━━━ TEXT SEGMENT ━━━

#this file takes as input different datasets and models, and gives various statistics over different losses supported by this code

import logging
import math
import os
import sys
import re
import torch
import numpy as np
import transformers
import random


from transformers import AutoTokenizer, AutoConfig
from sentence_transformers import SentenceTransformer, util

from mucoco.utils import TargetProbability, TargetEmbeddings, TargetSimplex, Lambda, Optimizer, get_epsilon
import mucoco.losses as lossbuilder
import mucoco.options as options

import torch.nn.functional as F

import matplotlib.pyplot as plt

# To control logging level for various modules used in the application:
# from here: https://github.com/huggingface/transformers/issues/3050
def set_global_logging_level(level=logging.ERROR, prefices=[""]):
    """
    Override logging levels of different modules based on their name as a prefix.

━━━ RECORDS PROVIDED ━━━

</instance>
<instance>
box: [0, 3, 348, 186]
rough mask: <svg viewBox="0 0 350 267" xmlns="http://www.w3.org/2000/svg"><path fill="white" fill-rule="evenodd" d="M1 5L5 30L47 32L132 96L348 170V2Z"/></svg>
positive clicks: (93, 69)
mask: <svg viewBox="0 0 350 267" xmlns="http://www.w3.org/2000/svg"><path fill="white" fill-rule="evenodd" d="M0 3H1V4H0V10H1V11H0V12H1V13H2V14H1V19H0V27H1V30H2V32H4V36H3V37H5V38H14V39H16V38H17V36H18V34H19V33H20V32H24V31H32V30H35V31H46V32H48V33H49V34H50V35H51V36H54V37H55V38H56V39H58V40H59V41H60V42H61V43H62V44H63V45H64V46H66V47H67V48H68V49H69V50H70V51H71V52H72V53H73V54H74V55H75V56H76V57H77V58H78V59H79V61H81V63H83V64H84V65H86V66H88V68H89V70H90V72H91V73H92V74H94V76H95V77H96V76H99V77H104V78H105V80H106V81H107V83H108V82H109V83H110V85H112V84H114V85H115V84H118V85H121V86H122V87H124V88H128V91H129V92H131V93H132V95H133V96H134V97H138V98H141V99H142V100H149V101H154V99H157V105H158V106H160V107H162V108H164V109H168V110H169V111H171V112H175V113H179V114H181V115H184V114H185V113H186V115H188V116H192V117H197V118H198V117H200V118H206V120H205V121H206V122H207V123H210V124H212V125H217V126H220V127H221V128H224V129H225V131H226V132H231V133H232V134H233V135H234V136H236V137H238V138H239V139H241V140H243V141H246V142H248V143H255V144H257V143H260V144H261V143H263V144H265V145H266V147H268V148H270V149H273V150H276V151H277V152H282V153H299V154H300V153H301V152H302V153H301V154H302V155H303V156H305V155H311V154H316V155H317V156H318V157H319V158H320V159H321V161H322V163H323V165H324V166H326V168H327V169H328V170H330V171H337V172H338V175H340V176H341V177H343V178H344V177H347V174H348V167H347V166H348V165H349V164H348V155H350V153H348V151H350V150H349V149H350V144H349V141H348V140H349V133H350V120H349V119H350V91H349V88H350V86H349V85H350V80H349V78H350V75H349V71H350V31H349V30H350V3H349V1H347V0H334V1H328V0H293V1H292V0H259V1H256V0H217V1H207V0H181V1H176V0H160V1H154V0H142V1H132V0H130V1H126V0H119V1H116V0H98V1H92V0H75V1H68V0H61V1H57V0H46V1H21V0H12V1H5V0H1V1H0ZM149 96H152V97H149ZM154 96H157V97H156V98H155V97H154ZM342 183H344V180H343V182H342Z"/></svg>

━━━

» WHAT YOU WILL DO
A – Do these statements agree with the Python script? (i) The script brings in AutoTokenizer from the transformers library. (ii) By default, set_global_logging_level uses logging.WARNING as its level. (iii) A comment links to an issue in the huggingface/transformers repository. For each, answer yes or no and quote the words of the script that decide it.
B – Extend the Python script, picking up right after its last line shown.

» REPLIES
A –
(i) Yes: "from transformers import AutoTokenizer, AutoConfig"
(ii) No: "level=logging.ERROR"
(iii) Yes: "https://github.com/huggingface/transformers/issues/3050"

B –
    It needs to be invoked after the modules have been loaded so that their loggers have been initialized.

    Args:
        - level: desired level. e.g. logging.INFO. Optional. Default is logging.ERROR
        - prefices: list of one or more str prefices to match (e.g. ["transformers", "torch"]). Optional.
          Default is `[""]` to match all active loggers.
          The match is a case-sensitive `module_name.startswith(prefix)`
    """
    prefix_re = re.compile(fr'^(?:{ "|".join(prefices) })')
    for name in logging.root.manager.loggerDict:
        if re.match(prefix_re, name):
            logging.getLogger(name).setLevel(level)

def plot(scores, fname="hist.png", bins=100):
    plt.clf()
    plt.hist(scores, bins=bins)
    plt.savefig(fname)

def main(args):
    logging.basicConfig(
        format="%(asctime)s | %(levelname)s | %(name)s | %(message)s",
        datefmt="%Y-%m-%d %H:%M:%S",
        level=logging.ERROR,
        stream=sys.stdout,
    )
    logger = logging.getLogger("mucoco")
    logger.setLevel(logging.ERROR)
    logger.info(args)

    if args.outfile is not None: 
        targetf = open(args.outfile+".targetloss", "w")
        targetsatf = open(args.outfile+".targetsat", "w")
        shuffled_targetf = open(args.outfile+".shuffled_targetloss", "w")
        shuffled_targetsatf = open(args.outfile+".shuffled_targetsat", "w")
        predictedf = open(args.outfile+".predictedloss", "w")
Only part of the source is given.